10. The 1st – 4th Defendants called only one witness – the 2nd Defendant. He testified that the committee of the 1st – 4th Defendants were tasked by the Orange Democratic Movement Party (ODM) to probe what was causing problems in the County Assemblies in their strongholds of Kisumu and Makueni and if possible to make recommendations on how to solve those problems. Among the issues they were to look into was corruption. He stated that they took three weeks to carry out the mandate which they did through memoranda and hearing testimonies from various people. If there were allegations against people who were not members of the County Assembly they were free to contact them to get their version. Initially they summoned the people who were directly concerned and in the course of so doing they interacted with one Hon. Ndolo a Member of the County Assembly of Kisumu who gave evidence concerning Factor Connect and who had a copy of an Electronic Funds Transfer from FACTOR CONNECT bank account to the accounts of Anne Omolo and one Elijah Adul. He stated that it was the said Hon. Ndolo who described Anne Omolo as a jurist. The said Hon. Ndolo however refused to part with the proof of the funds transfer but later the committee obtained copies of the same from a record of one of the anti-corruption cases. The 2nd Defendant testified that a sum of Kshs.1,620,000/= was indeed transferred into the account of Anne Omolo by Factor Connect. He stated that after gathering information they prepared a report. He contended that they merely recorded what they gathered but did not pass any judgment regarding the payment and did not attach any impropriety to the said Anne Omolo or Anne Omolo who is the Plaintiff in this case. He contended that the 5th Defendant did not contact them when writing the article and neither did they participate in its publication. He further contended that although he knew the Plaintiff well he did not know she was a Judge. He stated that he tried to contact her but could not reach her. He explained that the critical importance of the report to the people of Kisumu was to sort out the problem at the County Assembly so as to bring sanity to the County. He confirmed that the report of the Task Force was presented to the Chairman of the Orange Democratic Movement Party (ODM) in the presence of the media. He denied it was him who said the Anne Omolo involved was a jurist. He denied that the report was defamatory of the Plaintiff.

▶ _Material shown_:
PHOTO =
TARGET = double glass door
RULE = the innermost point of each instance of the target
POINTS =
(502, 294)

* * *

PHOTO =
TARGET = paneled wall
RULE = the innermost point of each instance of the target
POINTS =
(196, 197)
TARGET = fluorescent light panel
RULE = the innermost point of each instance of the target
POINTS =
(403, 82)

▶ _Task description_:
In the court testimony, rewrite the paragraph beginning "The 1st – 4th Defendants called only one witness" as a bulleted list that keeps its main facts.

▶ _Response below_:
- The 1st – 4th Defendants called only one witness, the 2nd Defendant.
- He testified that ODM tasked their committee with probing the problems in the County Assemblies of Kisumu and Makueni, including corruption, and with recommending solutions where possible.
- Over three weeks, the committee gathered memoranda and heard testimonies from various people.
- Hon. Ndolo, a Member of the County Assembly of Kisumu, gave evidence about Factor Connect. He had a copy of an Electronic Funds Transfer from Factor Connect to the accounts of Anne Omolo and Elijah Adul, and he described Anne Omolo as a jurist.
- Hon. Ndolo refused to hand over the proof. The committee later obtained copies from the record of an anti-corruption case.
- The 2nd Defendant testified that Factor Connect transferred Kshs.1,620,000/= into Anne Omolo's account.
- He said the committee's report only recorded what it gathered. It passed no judgment on the payment and attached no impropriety to the Plaintiff.
- He said the 5th Defendant did not contact them when writing the article, and they took no part in its publication.
- He knew the Plaintiff well but did not know she was a Judge, and he tried to contact her without success.
- He said the report mattered to Kisumu because it aimed to resolve the County Assembly's problems and bring sanity to the County.
- The report was presented to the ODM Chairman in the presence of the media.
- He denied saying that the Anne Omolo involved was a jurist and denied that the report defamed the Plaintiff.